CHECK YOUR UNDERSTANDING
1. From the abstract on GABA-gated chloride channels, extract the passage starting at "J. Biol. Chem., Vol." and ending at "uptake of 36Cl-.".
2. According to the abstract on GABA-gated chloride channels, what change in the external K+ concentration doubled the GABA-dependent uptake activity?

J. Biol. Chem., Vol. 259, Issue 3, 1753-1757, Feb, 1984
gamma-Aminobutyric acid-gated chloride channels in cultured cerebral neurons
KG Thampy and EM Barnes Jr
gamma-Aminobutyric acid (GABA), the most common inhibitory neurotransmitter
in the vertebrate brain, acts by increasing the conductance of the neuronal
membrane to chloride ions. The addition of GABA to monolayer cultures of
chick cerebral neurons produced a 3-fold increase in the uptake of 36Cl-.
This stimulation was maximal during the first 20 s after GABA addition but
declined rapidly thereafter. The GABA-dependent uptake activity was doubled
by increasing the external K+ concentration from 5.5 to 40 mM. The
dependence of the 36Cl- entry rate on the external concentrations of GABA
(K0.5 = 6 microM; Vmax = 4.4 nmol/mg of cell protein/s) and Cl-(Km = 105
mM; Vmax = 9.9 nmol mg- 1 s-1) followed Michaelis-Menten kinetics. The GABA
analog, muscimol, produced a similar response (K0.5 = 8 microM; Vmax = 5.2
nmol mg-1 s- 1). While 50 microM 3-aminopropane sulfonate also stimulated
36Cl- uptake, 2,4-diaminobutyrate, taurine, and glycine were without
effect. Bicuculline (Ki = 3.5 microM) was a noncompetitive inhibitor of
GABA- dependent Cl- entry, while the inhibition by picrotoxin (Ki = 1.0
microM) was uncompetitive with GABA. Nearly one-half of the basal activity,
observed in the absence of GABA, was blocked by the anion transport
inhibitors, furosemide or 4-acetamido-4'-isothiocyano-2,2'- stilbene
sulfonate, but these compounds gave no significant inhibition of the
GABA-dependent activity. These results indicate that the basal route for
36Cl- entry into cerebral neurons involves electroneutral processes while
the GABA-dependent influx occurs via specific ligand- gated Cl-channels.

INPUT DATA
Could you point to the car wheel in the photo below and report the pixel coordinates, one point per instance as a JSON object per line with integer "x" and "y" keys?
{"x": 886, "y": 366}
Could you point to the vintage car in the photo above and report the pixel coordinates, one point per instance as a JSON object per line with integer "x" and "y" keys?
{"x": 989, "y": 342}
--
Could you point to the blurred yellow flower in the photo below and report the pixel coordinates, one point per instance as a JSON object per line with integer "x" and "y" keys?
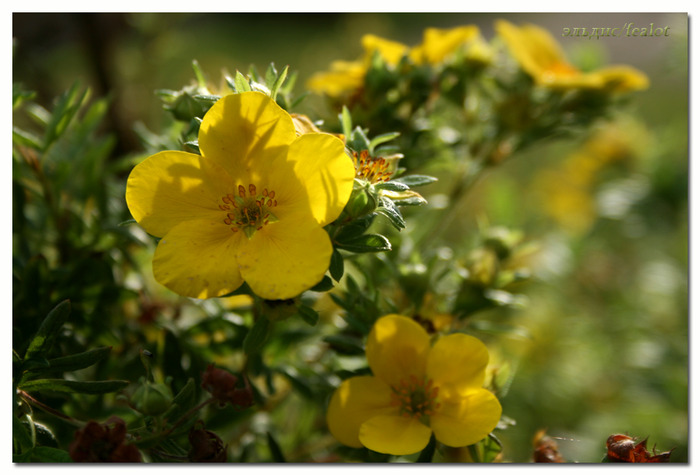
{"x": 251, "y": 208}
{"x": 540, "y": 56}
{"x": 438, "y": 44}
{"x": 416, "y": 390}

ANSWERS TO THIS EXERCISE
1.
J. Biol. Chem., Vol. 259, Issue 3, 1753-1757, Feb, 1984
gamma-Aminobutyric acid-gated chloride channels in cultured cerebral neurons
KG Thampy and EM Barnes Jr
gamma-Aminobutyric acid (GABA), the most common inhibitory neurotransmitter
in the vertebrate brain, acts by increasing the conductance of the neuronal
membrane to chloride ions. The addition of GABA to monolayer cultures of
chick cerebral neurons produced a 3-fold increase in the uptake of 36Cl-.

2. Raising it from 5.5 to 40 mM.